*WHAT YOU NEED TO DO*. Only the lines from the line containing "Batch processing job — object class: brass bail" to the end of the entries should be repeated, exactly as they appear.

(Referring expression grounding data)
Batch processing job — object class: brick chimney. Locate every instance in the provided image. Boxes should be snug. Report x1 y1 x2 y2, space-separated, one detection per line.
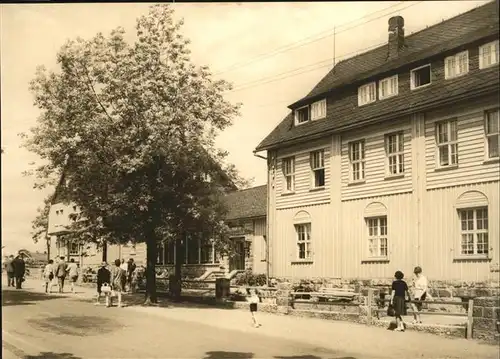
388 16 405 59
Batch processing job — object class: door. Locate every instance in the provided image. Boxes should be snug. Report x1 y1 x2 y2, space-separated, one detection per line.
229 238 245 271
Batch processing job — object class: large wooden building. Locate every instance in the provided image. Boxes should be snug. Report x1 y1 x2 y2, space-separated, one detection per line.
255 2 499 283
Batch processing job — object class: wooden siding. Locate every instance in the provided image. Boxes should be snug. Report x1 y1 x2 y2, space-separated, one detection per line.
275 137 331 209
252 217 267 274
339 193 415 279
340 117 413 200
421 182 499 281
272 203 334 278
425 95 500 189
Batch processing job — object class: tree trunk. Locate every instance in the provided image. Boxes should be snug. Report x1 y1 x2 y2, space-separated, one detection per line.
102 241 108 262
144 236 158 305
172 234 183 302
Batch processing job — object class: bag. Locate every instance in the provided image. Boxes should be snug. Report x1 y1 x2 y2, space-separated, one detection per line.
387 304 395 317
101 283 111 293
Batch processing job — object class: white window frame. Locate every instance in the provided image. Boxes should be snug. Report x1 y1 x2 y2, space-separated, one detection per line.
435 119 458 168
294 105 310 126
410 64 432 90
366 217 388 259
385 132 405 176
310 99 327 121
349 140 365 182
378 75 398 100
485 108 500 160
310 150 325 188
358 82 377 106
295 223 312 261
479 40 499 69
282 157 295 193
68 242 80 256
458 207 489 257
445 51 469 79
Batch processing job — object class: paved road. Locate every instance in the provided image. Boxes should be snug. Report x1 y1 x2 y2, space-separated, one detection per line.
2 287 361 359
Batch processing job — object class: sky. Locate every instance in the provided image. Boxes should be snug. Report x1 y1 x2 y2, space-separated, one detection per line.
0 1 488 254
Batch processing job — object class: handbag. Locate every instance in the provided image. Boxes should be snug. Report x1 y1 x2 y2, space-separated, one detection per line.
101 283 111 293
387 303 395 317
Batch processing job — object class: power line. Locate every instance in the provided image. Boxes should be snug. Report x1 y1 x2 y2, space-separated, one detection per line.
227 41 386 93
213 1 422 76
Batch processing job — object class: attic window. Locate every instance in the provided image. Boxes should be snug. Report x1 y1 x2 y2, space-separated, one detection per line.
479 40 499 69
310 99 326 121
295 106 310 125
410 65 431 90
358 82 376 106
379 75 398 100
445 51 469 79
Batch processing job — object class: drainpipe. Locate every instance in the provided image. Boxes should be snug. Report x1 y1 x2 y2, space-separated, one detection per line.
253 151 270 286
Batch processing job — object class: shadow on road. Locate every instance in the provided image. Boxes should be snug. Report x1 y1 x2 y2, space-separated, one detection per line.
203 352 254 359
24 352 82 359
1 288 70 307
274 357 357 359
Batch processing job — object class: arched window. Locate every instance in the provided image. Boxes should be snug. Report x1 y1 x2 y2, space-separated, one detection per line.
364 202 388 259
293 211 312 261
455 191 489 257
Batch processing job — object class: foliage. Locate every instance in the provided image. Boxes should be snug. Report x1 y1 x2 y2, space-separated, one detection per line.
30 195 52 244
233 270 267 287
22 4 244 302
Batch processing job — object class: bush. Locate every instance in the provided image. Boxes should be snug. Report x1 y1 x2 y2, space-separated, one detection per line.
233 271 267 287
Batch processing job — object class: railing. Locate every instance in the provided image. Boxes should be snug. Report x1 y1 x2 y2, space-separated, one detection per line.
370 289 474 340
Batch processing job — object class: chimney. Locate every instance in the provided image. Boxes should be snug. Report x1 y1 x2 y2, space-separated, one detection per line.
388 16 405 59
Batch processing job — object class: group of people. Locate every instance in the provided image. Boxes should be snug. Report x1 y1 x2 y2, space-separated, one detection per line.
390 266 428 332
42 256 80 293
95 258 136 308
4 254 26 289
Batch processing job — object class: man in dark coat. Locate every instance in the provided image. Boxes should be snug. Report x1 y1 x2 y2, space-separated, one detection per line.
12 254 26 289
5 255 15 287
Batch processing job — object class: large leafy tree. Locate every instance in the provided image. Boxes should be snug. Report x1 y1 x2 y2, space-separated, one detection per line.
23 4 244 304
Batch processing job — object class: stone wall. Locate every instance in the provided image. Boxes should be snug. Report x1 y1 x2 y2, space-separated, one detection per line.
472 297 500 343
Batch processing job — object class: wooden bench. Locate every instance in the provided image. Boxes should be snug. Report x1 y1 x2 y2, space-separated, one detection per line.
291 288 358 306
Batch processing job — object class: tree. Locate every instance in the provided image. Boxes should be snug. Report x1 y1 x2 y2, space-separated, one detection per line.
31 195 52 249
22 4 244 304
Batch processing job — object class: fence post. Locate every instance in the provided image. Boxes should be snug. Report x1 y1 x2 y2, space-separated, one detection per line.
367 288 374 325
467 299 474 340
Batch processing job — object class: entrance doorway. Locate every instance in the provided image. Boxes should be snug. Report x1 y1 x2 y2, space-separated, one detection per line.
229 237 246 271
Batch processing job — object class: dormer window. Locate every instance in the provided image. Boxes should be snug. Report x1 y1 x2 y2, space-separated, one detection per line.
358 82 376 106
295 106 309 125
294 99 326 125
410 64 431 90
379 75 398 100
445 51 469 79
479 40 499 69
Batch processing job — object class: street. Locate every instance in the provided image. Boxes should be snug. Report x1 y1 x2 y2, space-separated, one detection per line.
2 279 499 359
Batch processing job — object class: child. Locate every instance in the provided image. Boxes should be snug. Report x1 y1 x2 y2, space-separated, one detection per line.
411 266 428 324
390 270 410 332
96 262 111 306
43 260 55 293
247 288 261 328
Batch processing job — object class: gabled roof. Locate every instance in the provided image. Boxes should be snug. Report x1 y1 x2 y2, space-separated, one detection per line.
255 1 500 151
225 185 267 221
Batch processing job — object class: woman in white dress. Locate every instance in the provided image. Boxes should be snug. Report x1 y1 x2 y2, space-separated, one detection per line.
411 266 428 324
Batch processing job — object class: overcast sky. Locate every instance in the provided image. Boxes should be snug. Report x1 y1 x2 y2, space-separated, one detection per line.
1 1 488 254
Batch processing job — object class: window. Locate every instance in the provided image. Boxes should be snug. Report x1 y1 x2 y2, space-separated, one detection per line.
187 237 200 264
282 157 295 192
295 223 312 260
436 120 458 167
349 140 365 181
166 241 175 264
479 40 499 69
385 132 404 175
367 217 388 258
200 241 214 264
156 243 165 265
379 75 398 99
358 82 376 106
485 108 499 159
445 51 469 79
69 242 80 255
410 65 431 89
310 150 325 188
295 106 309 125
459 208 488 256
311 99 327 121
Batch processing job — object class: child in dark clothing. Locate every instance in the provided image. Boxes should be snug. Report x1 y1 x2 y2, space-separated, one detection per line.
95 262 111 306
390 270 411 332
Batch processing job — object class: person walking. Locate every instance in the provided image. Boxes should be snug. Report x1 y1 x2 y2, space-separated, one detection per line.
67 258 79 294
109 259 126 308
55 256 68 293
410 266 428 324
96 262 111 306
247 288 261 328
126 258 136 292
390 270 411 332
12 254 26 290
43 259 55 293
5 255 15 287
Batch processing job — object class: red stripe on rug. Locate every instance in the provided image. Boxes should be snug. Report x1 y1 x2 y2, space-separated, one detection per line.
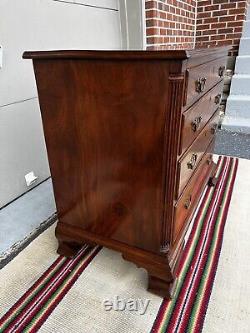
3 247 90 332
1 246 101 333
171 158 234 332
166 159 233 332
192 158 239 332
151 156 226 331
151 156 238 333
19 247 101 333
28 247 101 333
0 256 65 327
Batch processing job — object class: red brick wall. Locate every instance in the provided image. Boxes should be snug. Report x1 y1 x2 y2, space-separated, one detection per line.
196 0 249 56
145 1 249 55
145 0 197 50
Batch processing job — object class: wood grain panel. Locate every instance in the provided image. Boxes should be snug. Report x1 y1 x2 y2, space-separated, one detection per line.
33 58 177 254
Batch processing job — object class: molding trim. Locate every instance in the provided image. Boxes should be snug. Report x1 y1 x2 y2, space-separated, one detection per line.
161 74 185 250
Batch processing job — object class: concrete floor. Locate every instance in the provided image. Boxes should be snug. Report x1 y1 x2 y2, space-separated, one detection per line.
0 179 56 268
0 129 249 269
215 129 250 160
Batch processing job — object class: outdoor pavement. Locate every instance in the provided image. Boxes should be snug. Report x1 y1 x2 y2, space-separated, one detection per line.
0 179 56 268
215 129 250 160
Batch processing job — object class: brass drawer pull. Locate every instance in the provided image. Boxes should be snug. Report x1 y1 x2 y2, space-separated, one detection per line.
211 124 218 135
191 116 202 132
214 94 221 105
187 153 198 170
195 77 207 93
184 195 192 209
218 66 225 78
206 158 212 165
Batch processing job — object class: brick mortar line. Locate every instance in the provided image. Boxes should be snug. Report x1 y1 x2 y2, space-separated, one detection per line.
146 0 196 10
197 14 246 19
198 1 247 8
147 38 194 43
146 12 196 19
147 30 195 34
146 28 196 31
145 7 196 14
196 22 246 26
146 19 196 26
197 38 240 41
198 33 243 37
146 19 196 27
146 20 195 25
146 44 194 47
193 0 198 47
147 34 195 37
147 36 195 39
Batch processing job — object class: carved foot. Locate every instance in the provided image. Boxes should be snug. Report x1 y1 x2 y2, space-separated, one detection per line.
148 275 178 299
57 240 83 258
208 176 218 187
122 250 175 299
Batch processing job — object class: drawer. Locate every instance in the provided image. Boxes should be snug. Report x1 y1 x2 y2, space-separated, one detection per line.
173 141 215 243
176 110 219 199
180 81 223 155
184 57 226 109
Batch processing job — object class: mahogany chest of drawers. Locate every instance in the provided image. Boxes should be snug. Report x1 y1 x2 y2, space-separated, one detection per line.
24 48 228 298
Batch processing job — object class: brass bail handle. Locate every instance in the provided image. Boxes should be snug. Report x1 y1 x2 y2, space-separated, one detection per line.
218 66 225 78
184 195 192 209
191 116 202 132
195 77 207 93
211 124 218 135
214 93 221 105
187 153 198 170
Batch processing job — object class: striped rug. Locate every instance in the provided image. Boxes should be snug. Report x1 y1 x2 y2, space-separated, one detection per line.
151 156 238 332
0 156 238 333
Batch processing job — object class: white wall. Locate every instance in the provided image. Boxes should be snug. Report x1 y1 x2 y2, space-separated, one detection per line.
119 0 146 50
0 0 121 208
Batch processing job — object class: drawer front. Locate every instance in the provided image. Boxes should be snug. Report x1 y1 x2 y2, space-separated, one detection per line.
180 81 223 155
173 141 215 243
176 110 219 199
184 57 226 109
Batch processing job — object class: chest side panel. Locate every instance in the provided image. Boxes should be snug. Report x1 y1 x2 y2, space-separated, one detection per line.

*ANSWER TO THIS EXERCISE*.
Batch processing job — object class: brass bail handle. Locate every instance in the provided image. Boxes should be snug. Report x1 y1 x2 y2, space-separated, one detection per line.
218 66 225 78
184 195 192 209
191 116 202 132
195 77 207 93
211 124 218 135
214 93 221 105
187 153 198 170
Batch processing job — object class: striped rug. Locate every instance in the provided image. Boxes should be snug. Report x1 y1 x2 y2, space-separated, one detection per line.
151 156 238 332
0 156 238 333
Batch processing job — object class: white wall. Locate every instance in the provided image. Boxes should be snug. Report x1 y1 x2 y2, space-separated, one detection per line.
119 0 146 50
0 0 121 208
Batch processing job — object class: drawer front. Locate every instance in the provided image. Boxes should be snug. Report x1 y1 x2 y2, space-separated, one detection per line.
180 81 223 155
173 141 215 243
176 110 219 199
184 57 226 109
Batch processing job — object class: chest side panel. Locate every instance in the provided image. Boxes should be snug. Report x1 y1 x2 y2, space-separated, one detection per line.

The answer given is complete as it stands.